• EXCERPTED TEXT:
====

Running a machine learning model trained on historical funding decisions in shadow mode alongside current assessment, comparing its recommendations with panel outcomes to locate systematic patterns of disadvantage, is a technique borrowed directly from credit risk auditing, where similar questions of fairness and systemic bias are actively measured, and applied to a context where the stakes are no less serious. Fairness testing tools allow programme managers to run scenarios: what happens to our funding distribution if we reduce the weight we place on organisational track record for first-time applicants? What changes if we stop using writing quality as a proxy for organisational capacity?

Bias-aware triage confines AI assistance to the clearly ineligible and obviously uncompetitive ends of the pool, while continuously auditing false negatives by applicant group, geography, and organisation type. If your triage tool is disproportionately eliminating applications from rural organisations, from culturally and linguistically diverse groups, or from organisations under three years old, that pattern should surface before it becomes a funding record.

One thing needs to be said plainly: AI trained on historical data will, without careful design, reproduce the biases embedded in that data. Automation is not a fairness technology by default. It becomes one only when the programme explicitly designs for fairness measurement and builds the human accountability structures to act on what it finds. The goal here is not to launder inequitable outcomes through an algorithm. The goal is to make bias visible, measurable, and addressable. That is a design choice, not a product feature. No vendor can make it for you.

 

SECTION THREE: LAYER FIVE AND THE LEARNING SYSTEM

Programme Learning

The hardest thing to change in grantmaking is the form.

Not because forms are sacred, but because changing them is work, and the people with institutional memory to know which questions have stopped generating useful signal are rarely the same people with authority and bandwidth to rewrite the guidelines. So programmes run the same questions round after round. Applicants learn to answer them. The criteria drift away from what the programme actually cares about. Nobody can quite articulate why the funded cohort looks slightly wrong each time.

A self-tuning rubric analysis looks at every criterion after every round and asks: did this discriminate? Did it separate strong proposals from weak ones, or did it reward fluency in funder language regardless of underlying quality? Low-signal elements are flagged for revision before the next guidelines cycle. The programme now has a feedback loop it currently lacks.

Synthetic application modelling generates plausible edge cases at the margins of the criteria, trained on historical applications, to stress-test assessment logic before real applicants encounter its failure points. And for jurisdictions running multiple programmes, the cross-programme meta-assessor looks across schemes to identify duplication, conflicting incentives, and gaps where clearly emerging community needs fall between all current schemes. Not to centralise decision-making. To make the architecture of public grantmaking visible to the people responsible for designing it.

====

Entries excerpted from a collection
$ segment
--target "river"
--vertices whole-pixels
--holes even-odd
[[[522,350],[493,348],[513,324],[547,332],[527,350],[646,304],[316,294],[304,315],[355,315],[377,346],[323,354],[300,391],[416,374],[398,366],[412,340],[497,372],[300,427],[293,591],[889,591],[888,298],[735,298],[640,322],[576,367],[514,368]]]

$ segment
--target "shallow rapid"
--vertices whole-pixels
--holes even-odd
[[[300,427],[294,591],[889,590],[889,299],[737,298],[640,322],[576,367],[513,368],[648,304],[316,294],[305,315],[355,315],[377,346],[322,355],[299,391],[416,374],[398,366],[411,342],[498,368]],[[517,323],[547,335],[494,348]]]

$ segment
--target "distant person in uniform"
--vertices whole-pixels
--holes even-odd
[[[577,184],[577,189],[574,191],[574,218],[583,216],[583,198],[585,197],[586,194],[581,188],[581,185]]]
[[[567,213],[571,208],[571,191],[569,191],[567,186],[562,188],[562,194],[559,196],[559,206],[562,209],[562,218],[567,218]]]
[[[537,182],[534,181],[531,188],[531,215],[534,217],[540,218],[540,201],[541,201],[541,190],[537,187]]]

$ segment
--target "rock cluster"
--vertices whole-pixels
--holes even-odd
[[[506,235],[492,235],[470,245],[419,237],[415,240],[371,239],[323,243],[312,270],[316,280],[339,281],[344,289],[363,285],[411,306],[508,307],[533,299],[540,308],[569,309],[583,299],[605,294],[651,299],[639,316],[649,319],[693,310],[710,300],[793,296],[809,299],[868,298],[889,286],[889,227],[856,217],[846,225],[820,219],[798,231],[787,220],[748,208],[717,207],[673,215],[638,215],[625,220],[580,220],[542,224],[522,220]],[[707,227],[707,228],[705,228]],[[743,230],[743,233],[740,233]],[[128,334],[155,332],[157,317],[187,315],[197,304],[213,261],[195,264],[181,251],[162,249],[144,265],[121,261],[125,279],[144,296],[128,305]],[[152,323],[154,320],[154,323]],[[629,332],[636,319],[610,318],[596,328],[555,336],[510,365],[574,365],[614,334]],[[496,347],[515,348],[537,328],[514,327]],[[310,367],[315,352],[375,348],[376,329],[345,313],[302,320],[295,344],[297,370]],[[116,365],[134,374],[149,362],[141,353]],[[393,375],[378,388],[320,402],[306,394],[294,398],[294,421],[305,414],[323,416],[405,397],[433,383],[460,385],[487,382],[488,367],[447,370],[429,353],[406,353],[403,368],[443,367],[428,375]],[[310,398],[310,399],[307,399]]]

====

• ACTIVITY A: Condense the paragraph of the grantmaking excerpt that begins "Bias-aware triage confines" into a short bulleted list that keeps its main facts.
• ACTIVITY B:
Answer these questions using the grantmaking excerpt:
(i) From what field is the technique of running a model in shadow mode borrowed?
(ii) What does the excerpt call the hardest thing to change in grantmaking?
(iii) What is synthetic application modelling trained on?
• ACTIVITY C: Pick up the grantmaking excerpt after its final sentence and keep writing.
The entries have no connection to the grantmaking excerpt.

• RESULT A:
- Bias-aware triage limits AI assistance to the clearly ineligible and obviously uncompetitive ends of the pool.
- It continuously audits false negatives by applicant group, geography, and organisation type.
- If the tool is disproportionately eliminating applications from rural organisations, culturally and linguistically diverse groups, or organisations under three years old, that pattern should surface before it becomes a funding record.

• RESULT B:
(i) Credit risk auditing.
(ii) The form.
(iii) Historical applications.

• RESULT C:
 

What it looks like when Layer Five doesn’t exist

Consider a community infrastructure programme — the kind that exists in dozens of jurisdictions, administered by a state or territory agency, running annual rounds with a modest pool of between two and five million dollars. The criteria were written in year one by a small policy team working under time pressure. They were sensible criteria: demonstrated community need, organisational capacity, evidence of partnerships, value for money. Nobody disagreed with them. Nobody tested them.

Six rounds later, the programme has funded forty-three projects. Thirty-one of them have gone to twelve organisations. Nine of those twelve are based in the three largest metropolitan areas. The programme’s stated intent includes regional equity and support for emerging community organisations. The funded portfolio reflects neither.

Nobody made a decision to produce that outcome. No assessor chose to favour metropolitan organisations. No panel meeting concluded that first-time applicants were less worthy. What happened was quieter and harder to see: the criteria rewarded track record, because track record felt like evidence of capacity. Track record favoured established organisations, because established organisations had track record. Established organisations were concentrated in metropolitan areas, because that is where organisations tend to become established. The logic was circular from the beginning. It just took six rounds for the circle to close completely.

At some point a new programme manager looks at the cumulative data and asks the question that should have been asked in year two: what if the problem is the criteria, not the applicants?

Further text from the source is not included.